**Your objective:** Carry on the news article below about the mother criticized for posting a photo of her newborn drinking coffee, picking up after its final sentence.

'Sorry excuse': Mother slammed for giving newborn coffee

Aletha Wilkinson
Head of Lifestyle

The mother of a newborn baby has been forced to defend herself after she shared a photo of her newborn daughter drinking from a baby bottle filled with milky coffee.

“Needed her coffee,” the mum commented beneath the image, which has since gone viral across a number of parenting groups on the social-media platform.

Many have expressed outrage over the photo.

The newborn was pictured drinking from a bottle of milky coffee. Picture: Facebook screenshot

After receiving criticism from a number of concerned onlookers, the mother explained it was another family member who had given the infant a caffeinated drink.

“I didn't give her coffee my aunt did,” she wrote. “I didn’t allow her to.”

Many pointed out, however, that she appeared to have supported her aunt’s actions, by posting the photo.

"‘She needed her coffee’ sounds like a person who wasn't too shocked at the fact her baby was given coffee,” one commenter said.

“That doesn't sound like she was too upset.”

“A sorry excuse if you ask me,” wrote another.

And still others have taken to Facebook, pleading with the mother to rethink her approach to her daughter’s diet.

“Please go see a dietician, pediatrician and do a parenting class,” wrote one concerned reader.

“Idk [I don’t know] what makes you think giving coffee to an infant is okay when you’re not even supposed to give them food or water at 3 months.”

**Exercise data:**
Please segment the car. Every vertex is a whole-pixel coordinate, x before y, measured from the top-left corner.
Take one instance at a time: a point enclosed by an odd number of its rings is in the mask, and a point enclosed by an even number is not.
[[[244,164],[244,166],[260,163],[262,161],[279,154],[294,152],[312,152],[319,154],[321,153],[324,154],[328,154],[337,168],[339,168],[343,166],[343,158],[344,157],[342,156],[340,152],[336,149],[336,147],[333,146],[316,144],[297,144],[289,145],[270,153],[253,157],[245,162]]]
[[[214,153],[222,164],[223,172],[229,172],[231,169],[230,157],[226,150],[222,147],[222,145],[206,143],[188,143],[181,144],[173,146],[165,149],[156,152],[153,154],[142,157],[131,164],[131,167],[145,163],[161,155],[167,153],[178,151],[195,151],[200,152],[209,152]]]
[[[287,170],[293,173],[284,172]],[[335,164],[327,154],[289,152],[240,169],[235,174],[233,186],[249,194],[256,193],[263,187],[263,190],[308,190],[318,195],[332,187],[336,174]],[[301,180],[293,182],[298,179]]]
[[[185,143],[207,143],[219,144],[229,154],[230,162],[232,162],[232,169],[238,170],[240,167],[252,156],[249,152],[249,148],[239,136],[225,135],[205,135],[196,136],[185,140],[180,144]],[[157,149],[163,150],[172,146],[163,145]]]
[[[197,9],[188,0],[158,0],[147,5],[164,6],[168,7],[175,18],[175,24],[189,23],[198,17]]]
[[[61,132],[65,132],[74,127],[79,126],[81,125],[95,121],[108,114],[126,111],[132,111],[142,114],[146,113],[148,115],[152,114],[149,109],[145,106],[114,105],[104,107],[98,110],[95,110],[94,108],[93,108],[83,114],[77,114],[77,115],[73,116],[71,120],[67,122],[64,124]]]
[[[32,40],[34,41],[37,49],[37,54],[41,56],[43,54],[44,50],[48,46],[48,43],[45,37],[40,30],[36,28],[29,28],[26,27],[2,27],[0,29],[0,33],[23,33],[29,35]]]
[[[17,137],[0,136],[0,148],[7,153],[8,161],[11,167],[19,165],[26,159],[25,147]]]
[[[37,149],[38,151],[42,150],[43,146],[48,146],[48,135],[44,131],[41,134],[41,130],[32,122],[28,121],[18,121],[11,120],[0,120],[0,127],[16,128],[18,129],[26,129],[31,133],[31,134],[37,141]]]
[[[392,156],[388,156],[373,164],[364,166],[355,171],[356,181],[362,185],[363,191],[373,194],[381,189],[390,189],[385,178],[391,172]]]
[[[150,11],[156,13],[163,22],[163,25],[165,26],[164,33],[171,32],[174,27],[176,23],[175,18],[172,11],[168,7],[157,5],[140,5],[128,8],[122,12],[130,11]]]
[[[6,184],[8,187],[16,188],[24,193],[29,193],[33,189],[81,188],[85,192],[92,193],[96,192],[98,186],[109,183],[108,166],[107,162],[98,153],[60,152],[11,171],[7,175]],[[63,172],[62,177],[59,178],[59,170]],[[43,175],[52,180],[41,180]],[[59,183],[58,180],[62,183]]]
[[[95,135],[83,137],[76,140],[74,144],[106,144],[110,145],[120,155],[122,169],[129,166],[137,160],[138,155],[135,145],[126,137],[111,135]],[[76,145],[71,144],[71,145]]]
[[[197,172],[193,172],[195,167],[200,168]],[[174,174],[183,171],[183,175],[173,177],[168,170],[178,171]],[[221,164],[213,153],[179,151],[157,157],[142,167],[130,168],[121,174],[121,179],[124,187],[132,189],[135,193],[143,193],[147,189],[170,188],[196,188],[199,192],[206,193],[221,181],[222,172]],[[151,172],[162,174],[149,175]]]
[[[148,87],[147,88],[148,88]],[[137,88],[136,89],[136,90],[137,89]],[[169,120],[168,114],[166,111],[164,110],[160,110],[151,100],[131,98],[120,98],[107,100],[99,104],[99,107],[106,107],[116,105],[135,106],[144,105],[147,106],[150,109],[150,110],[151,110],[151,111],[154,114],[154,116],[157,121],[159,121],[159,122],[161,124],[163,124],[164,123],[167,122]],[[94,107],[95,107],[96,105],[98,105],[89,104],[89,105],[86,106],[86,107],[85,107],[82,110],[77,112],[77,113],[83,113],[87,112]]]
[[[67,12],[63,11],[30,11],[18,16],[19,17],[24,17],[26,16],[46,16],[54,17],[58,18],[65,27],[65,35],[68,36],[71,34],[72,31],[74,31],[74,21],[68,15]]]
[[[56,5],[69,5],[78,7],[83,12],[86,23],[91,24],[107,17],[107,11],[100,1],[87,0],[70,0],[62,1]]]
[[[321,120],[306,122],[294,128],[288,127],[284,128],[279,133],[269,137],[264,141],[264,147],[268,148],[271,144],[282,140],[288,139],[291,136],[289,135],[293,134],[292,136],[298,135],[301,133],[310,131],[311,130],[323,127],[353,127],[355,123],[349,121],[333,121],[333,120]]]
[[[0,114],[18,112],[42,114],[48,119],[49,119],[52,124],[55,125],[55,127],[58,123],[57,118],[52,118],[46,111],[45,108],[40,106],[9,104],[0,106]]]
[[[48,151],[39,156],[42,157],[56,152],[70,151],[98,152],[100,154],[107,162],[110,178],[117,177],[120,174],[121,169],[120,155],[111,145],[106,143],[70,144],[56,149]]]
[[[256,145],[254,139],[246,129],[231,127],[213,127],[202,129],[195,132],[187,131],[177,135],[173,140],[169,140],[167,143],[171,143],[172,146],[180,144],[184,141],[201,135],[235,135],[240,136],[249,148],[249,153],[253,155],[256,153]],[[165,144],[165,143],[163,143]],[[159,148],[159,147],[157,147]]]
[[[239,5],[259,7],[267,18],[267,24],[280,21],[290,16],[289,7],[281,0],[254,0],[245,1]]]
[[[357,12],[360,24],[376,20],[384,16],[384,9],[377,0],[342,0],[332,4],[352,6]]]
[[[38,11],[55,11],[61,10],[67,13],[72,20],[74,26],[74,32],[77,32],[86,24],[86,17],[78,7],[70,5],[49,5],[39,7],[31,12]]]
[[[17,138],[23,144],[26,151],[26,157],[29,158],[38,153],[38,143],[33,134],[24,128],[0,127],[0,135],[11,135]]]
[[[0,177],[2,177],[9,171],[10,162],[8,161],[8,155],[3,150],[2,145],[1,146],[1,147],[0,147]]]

**Written response:**
A number of Facebook users have begged the mother to research the effects of caffeine on infants. Picture: Facebook screenshot

The Australian government recommendation is that babies be exclusively breastfed or formula fed until they are six months old.

Dr Melinda White, Associate Director of Dietetics and Food Services at Children’s Health Queensland, recommends waiting until the end of adolescence (19 years) to start drinking coffee regularly.

“The Australian Guide to Healthy Eating canteen guide recommends that coffee-style products (including flavoured), and coffee-style milk drinks are avoided until high school,” she told Queensland Children’s Health.

“It is best to also avoid caffeinated drinks in adolescents while they are growing and bones are developing.

“If your child does drink caffeinated drinks during this time, keep serving sizes small, or under 375ml serve size.”